- Document segment -

== == ==

What up, queer-loving readers! This is the Confirmed Bachelor, hollering at you live from the US of A. Today’s queer partner topic: getting harassed about being queer when you’re not supposed to talk about being queer. The general consensus: it sucks. If it happens to you, my only advice is to turn the other cheek and then blog about it so the whole world knows what a loser the person is.
When Captain Awesome left for her training, I offered to act as the “designated agent” who oversees the moving of her household goods. I figured the risk level was low. The military usually contracts independent movers. She put ‘friend’ on the paperwork and we were good to go.
The move went fine. The problem was the movers themselves. For you to understand what happened you first have to know that Captain Awesome’s apartment is a den of tribadism. It’s a shrine to sodomy. It’s a pedestal to pederasts. It’s an altar in the temple of Saphho.
In other words, her apartment is Too Gay All Day.
The movers, two straight men, picked up on this immediately. Almost right as they came in they saw the elegant painting of two naked women on the living room wall. “So who are we moving?” the younger one asked me with a lewd grin. “Are you all just friends? Is she your roommate?”
“We went to the same university,” I said guardedly.
“I see,” he said, in a tone that meant he did see. All too well.

== == ==

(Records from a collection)
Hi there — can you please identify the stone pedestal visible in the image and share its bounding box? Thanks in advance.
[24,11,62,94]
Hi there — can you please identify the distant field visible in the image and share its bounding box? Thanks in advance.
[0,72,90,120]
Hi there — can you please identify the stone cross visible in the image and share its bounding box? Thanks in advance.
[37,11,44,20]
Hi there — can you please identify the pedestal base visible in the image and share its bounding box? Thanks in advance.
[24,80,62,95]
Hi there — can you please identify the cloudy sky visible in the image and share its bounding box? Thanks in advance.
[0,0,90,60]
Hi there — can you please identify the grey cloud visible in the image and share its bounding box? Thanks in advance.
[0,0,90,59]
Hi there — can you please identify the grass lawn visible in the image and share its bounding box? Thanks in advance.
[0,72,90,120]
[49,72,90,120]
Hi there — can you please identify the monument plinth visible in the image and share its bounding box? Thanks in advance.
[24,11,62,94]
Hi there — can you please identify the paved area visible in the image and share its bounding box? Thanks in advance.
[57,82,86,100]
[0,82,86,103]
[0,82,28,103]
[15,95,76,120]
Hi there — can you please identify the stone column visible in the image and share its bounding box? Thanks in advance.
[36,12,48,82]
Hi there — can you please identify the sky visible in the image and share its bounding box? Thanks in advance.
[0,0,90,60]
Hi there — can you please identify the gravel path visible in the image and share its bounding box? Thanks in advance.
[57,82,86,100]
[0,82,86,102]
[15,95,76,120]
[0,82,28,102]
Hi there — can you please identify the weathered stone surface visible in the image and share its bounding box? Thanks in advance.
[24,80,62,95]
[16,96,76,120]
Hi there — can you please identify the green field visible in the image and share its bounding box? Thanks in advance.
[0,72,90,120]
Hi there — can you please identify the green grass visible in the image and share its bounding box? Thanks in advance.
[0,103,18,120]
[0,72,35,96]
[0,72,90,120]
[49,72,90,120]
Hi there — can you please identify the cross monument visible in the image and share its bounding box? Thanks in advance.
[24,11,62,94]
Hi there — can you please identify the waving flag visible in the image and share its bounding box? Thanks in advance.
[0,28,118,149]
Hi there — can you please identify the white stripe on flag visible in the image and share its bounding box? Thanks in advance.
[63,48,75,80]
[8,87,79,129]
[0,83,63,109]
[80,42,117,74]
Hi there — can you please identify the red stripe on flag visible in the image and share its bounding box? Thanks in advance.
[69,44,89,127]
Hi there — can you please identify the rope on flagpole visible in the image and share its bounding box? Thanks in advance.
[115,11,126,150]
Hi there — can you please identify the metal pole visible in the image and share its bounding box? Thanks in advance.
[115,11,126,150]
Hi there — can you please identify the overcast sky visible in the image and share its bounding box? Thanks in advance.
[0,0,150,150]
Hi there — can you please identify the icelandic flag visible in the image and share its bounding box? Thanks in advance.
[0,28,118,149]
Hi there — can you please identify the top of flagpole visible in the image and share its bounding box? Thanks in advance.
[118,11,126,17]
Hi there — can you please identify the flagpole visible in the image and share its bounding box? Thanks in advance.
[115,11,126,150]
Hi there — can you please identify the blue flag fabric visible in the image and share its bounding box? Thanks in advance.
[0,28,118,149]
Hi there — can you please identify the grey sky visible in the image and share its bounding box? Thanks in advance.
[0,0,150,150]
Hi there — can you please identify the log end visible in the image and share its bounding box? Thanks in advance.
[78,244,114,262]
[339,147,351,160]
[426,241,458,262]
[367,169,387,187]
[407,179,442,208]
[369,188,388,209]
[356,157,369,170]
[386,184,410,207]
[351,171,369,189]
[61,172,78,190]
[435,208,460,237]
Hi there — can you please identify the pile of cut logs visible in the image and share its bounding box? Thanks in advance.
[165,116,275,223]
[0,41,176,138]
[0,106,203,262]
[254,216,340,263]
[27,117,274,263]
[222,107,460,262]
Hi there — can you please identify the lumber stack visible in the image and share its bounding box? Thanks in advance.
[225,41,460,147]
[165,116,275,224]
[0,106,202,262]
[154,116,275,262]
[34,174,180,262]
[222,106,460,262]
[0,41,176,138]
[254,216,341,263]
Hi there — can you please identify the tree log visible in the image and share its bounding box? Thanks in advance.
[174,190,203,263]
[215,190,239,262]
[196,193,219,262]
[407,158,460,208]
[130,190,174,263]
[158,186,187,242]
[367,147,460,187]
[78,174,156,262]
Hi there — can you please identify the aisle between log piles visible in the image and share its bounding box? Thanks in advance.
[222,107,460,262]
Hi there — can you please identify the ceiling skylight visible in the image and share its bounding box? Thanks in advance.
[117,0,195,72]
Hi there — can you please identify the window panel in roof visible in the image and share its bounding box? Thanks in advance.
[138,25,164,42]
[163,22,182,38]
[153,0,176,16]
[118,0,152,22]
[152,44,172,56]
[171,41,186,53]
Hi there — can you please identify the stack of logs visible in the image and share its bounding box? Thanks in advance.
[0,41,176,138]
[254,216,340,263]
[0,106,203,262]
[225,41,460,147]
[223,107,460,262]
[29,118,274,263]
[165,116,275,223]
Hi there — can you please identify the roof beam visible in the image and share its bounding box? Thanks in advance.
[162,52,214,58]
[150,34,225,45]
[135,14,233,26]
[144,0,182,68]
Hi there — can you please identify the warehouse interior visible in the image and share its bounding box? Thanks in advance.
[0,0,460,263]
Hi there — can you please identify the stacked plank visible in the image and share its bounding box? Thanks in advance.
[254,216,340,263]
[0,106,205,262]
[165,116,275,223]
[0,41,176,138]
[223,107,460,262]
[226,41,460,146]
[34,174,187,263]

== == ==

- Work task -
From the blog post, output the passage between "In other words, her" and "I said guardedly.", inclusive, copied word for word.

- Finished task -
In other words, her apartment is Too Gay All Day.
The movers, two straight men, picked up on this immediately. Almost right as they came in they saw the elegant painting of two naked women on the living room wall. “So who are we moving?” the younger one asked me with a lewd grin. “Are you all just friends? Is she your roommate?”
“We went to the same university,” I said guardedly.